Passage for review section start
Prokaryote, relatively simple unicellular organism, such as a bacterium, characterized by the absence of a nucleus and other specialized cell structures. Scientists distinguish prokaryotes from eukaryotes, which are more complex organisms with cells that contain a nucleus, such as plants and animals.

Scientists classify prokaryotes in different ways, depending on the classification system used. In 1938 American biologist Herbert Copeland proposed that unicellular organisms lacking nuclei be classified in their own kingdom called Kingdom Monera, now called Kingdom Prokaryotae. All bacteria were categorized in this new kingdom. This scheme was the first to establish separate kingdoms for prokaryotes (organisms without nuclei) and eukaryotes (organisms with nuclei). In the 1970s scientists determined that cyanobacteria, formerly known as blue-green algae, have physical features that make them more closely related to bacteria than to algae. Although the exact classification of cyanobacteria is still under debate, some scientists now classify cyanobacteria in the Kingdom Prokaryotae, while algae remains classified in the Kingdom Protista.

In 1990 American microbiologist Carl Woese proposed that bacteria be divided into two groups, archaebacteria and bacteria, based on their structural and physiological differences. Archaebacteria consist of a small group of primitive anaerobes (organisms that do not require oxygen). They are found in a narrow range of habitats—often in extreme environments such as hydrothermal vents on the deep ocean floor. In contrast, bacteria live in a wide range of environments with or without oxygen, at various temperatures, and at various levels of acidity. In some classification systems, the archaebacteria are considered prokaryotes; in other systems they are classified in a category known as the Domain Archaea.
Passage for review section end
*What you need to do*.
• A. List every classification group in the passage on prokaryotes whose name includes the word "Kingdom" or "Domain."
• B. Summarize the passage on prokaryotes in two sentences.
• C. Answer these questions about the passage on prokaryotes:
(i) In what year did Herbert Copeland propose his new kingdom?
(ii) By what name were cyanobacteria formerly known?
(iii) What deep-sea habitat does the passage give as an example of an extreme environment where archaebacteria are found?
Data listing section start
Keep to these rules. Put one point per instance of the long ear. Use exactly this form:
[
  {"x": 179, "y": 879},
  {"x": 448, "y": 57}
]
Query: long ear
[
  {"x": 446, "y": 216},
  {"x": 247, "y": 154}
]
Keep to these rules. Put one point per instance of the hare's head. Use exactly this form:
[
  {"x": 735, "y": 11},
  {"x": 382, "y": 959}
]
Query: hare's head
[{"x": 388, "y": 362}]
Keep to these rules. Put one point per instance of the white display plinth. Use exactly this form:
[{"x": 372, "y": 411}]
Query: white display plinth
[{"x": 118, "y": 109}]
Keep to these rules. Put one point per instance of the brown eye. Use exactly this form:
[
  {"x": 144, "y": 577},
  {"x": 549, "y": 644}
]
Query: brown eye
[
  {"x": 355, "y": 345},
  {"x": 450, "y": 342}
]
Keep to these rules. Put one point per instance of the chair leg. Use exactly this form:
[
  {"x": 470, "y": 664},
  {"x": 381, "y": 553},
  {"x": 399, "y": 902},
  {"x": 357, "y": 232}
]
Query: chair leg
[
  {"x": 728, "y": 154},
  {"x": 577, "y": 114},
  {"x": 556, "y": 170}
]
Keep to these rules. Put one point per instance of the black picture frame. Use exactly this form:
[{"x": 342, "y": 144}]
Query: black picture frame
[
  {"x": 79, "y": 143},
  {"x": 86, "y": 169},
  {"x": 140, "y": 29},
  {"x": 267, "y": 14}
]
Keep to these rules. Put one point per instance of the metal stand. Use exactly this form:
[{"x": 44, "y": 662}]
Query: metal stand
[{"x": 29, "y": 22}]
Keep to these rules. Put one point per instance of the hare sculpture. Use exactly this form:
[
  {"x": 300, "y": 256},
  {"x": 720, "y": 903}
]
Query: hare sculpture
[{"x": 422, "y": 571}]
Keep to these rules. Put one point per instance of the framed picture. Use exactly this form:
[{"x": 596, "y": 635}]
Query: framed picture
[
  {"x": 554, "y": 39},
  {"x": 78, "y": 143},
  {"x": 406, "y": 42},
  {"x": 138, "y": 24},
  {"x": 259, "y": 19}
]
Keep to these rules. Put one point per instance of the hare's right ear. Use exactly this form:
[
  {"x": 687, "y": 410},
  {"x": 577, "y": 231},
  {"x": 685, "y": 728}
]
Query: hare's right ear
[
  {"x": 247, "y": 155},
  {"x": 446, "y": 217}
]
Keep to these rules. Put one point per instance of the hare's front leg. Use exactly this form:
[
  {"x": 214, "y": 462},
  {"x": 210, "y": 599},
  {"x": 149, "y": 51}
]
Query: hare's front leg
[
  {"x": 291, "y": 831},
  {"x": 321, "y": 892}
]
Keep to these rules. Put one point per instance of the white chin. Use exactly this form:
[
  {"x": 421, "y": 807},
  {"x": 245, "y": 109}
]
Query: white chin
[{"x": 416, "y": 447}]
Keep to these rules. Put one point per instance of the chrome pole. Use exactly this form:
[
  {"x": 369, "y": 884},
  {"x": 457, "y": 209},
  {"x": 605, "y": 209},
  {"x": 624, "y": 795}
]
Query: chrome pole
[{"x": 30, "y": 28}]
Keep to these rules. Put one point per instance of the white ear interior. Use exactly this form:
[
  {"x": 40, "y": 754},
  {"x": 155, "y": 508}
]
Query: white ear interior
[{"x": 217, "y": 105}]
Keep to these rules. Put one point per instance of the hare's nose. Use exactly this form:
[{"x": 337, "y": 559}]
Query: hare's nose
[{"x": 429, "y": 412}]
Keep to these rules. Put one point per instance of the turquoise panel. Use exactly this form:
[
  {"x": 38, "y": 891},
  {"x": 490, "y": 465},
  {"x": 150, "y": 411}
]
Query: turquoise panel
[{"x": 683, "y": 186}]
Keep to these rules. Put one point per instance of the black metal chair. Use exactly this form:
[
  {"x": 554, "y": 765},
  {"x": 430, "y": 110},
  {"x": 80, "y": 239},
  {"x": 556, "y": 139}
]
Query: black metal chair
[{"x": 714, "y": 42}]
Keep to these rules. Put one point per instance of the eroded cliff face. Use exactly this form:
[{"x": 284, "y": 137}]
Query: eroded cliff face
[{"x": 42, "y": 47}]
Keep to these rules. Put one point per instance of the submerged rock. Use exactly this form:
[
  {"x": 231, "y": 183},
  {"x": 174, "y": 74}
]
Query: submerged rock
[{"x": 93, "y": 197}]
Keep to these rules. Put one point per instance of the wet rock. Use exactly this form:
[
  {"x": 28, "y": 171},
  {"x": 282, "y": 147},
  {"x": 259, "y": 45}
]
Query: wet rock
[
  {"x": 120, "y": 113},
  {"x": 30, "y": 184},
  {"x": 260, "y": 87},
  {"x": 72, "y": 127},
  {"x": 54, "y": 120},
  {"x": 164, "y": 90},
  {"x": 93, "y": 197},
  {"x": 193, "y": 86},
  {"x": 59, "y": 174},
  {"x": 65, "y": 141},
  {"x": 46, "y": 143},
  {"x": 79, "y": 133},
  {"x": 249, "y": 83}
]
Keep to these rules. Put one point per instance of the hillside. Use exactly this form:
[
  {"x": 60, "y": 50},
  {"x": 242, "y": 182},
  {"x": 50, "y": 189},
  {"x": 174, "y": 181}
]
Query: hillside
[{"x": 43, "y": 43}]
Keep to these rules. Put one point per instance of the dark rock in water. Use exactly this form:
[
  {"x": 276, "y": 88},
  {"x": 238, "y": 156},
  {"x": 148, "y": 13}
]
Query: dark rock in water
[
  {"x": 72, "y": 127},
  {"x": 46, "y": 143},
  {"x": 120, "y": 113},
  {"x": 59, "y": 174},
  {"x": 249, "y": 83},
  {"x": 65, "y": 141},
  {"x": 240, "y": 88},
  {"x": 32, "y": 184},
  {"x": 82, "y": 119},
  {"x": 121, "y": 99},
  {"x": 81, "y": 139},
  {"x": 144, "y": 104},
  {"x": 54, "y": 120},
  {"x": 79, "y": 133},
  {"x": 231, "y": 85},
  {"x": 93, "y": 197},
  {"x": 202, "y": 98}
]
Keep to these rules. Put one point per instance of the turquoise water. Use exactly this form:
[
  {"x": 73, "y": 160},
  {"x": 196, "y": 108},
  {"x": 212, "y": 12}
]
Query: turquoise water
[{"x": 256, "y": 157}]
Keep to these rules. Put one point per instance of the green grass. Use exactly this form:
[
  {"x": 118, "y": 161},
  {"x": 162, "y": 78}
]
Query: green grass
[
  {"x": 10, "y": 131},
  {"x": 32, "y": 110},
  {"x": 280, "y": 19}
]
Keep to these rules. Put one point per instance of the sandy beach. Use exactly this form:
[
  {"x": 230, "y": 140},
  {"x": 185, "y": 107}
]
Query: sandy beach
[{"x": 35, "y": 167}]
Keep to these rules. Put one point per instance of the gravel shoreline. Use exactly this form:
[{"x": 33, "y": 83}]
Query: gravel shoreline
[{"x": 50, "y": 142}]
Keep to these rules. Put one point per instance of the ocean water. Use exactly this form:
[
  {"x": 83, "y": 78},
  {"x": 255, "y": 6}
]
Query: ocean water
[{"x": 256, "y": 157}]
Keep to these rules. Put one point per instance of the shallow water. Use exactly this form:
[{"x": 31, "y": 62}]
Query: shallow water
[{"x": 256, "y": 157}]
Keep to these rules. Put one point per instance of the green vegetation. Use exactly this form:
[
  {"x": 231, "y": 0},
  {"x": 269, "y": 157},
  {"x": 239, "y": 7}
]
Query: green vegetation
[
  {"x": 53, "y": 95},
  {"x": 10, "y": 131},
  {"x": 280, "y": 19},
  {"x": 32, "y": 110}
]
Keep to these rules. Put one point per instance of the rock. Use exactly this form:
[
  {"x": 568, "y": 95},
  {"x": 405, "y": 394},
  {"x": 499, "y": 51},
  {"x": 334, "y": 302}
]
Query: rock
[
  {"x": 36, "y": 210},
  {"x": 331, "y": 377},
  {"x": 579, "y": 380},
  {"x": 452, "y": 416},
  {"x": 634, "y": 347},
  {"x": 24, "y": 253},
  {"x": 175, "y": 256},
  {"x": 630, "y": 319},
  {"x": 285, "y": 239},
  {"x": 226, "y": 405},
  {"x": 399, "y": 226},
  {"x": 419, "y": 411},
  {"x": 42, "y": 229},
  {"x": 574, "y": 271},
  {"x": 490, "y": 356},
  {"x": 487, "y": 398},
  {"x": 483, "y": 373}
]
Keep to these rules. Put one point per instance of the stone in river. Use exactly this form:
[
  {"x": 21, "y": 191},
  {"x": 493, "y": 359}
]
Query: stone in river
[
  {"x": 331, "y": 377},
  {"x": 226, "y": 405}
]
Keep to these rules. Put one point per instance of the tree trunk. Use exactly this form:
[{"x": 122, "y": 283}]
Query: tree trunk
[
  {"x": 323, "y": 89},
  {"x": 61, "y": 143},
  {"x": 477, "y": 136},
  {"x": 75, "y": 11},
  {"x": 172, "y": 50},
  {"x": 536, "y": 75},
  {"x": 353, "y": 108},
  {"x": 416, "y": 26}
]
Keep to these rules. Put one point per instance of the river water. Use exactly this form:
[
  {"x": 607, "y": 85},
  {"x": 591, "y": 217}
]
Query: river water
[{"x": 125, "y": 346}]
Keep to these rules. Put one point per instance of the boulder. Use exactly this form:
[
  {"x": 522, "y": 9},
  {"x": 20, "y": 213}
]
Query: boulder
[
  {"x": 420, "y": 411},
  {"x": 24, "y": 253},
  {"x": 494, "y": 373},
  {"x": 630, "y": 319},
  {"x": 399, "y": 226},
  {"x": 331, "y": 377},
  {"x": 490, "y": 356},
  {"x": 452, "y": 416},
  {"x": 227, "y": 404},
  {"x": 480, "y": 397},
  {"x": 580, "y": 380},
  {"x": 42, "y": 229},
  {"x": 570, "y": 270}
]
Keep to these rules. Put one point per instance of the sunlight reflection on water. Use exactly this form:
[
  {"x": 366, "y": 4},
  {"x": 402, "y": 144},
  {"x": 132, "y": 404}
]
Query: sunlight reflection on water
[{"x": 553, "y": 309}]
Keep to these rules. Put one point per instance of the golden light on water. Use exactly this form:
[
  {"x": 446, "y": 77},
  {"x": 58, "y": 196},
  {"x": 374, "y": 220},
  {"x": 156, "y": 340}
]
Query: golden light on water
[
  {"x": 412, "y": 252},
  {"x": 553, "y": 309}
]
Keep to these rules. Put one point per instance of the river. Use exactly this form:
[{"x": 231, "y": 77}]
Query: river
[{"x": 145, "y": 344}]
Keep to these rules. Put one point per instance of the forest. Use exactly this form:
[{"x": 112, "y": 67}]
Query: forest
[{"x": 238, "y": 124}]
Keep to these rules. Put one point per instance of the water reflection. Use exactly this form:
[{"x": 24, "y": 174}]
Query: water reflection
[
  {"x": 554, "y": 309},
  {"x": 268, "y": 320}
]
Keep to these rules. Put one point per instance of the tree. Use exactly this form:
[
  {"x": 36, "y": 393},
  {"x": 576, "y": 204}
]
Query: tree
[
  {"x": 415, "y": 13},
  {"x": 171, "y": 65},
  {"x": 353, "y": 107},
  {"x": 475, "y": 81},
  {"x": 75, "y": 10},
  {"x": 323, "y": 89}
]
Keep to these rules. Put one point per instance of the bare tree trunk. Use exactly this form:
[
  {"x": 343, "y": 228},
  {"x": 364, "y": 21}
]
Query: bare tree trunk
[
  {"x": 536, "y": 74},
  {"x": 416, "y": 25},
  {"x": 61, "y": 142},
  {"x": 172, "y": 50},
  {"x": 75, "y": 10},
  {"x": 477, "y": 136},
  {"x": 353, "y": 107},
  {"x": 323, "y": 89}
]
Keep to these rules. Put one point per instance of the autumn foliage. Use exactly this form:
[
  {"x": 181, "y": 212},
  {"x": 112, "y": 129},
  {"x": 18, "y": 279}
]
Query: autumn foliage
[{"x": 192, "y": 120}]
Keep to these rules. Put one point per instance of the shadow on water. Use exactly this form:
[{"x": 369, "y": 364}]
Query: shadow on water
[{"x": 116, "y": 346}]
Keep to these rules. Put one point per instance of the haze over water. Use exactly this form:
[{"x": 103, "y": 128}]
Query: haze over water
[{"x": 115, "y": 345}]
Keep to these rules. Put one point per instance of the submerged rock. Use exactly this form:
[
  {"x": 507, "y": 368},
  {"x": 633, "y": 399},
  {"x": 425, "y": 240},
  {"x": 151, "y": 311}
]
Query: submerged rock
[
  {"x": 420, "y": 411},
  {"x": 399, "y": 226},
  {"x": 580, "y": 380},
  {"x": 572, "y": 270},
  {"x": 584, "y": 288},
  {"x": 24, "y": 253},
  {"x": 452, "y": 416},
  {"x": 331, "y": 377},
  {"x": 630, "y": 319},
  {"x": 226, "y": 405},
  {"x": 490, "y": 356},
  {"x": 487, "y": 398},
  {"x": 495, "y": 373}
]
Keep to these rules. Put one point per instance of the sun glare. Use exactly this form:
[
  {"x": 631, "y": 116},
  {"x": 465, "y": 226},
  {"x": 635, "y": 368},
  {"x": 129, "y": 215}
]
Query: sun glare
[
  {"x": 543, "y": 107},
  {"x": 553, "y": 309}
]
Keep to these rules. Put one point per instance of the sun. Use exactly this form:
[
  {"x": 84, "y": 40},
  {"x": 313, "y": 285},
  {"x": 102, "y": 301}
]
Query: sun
Data listing section end
*Response list*.
• A.
Kingdom Monera
Kingdom Prokaryotae
Kingdom Protista
Domain Archaea

• B. Prokaryotes are relatively simple unicellular organisms, such as bacteria, that lack a nucleus and other specialized cell structures, unlike eukaryotes such as plants and animals. Herbert Copeland proposed a separate kingdom for them in 1938, and Carl Woese proposed in 1990 that bacteria be divided into archaebacteria and bacteria, although the placement of cyanobacteria and archaebacteria varies among classification systems.

• C.
(i) 1938
(ii) Blue-green algae
(iii) Hydrothermal vents on the deep ocean floor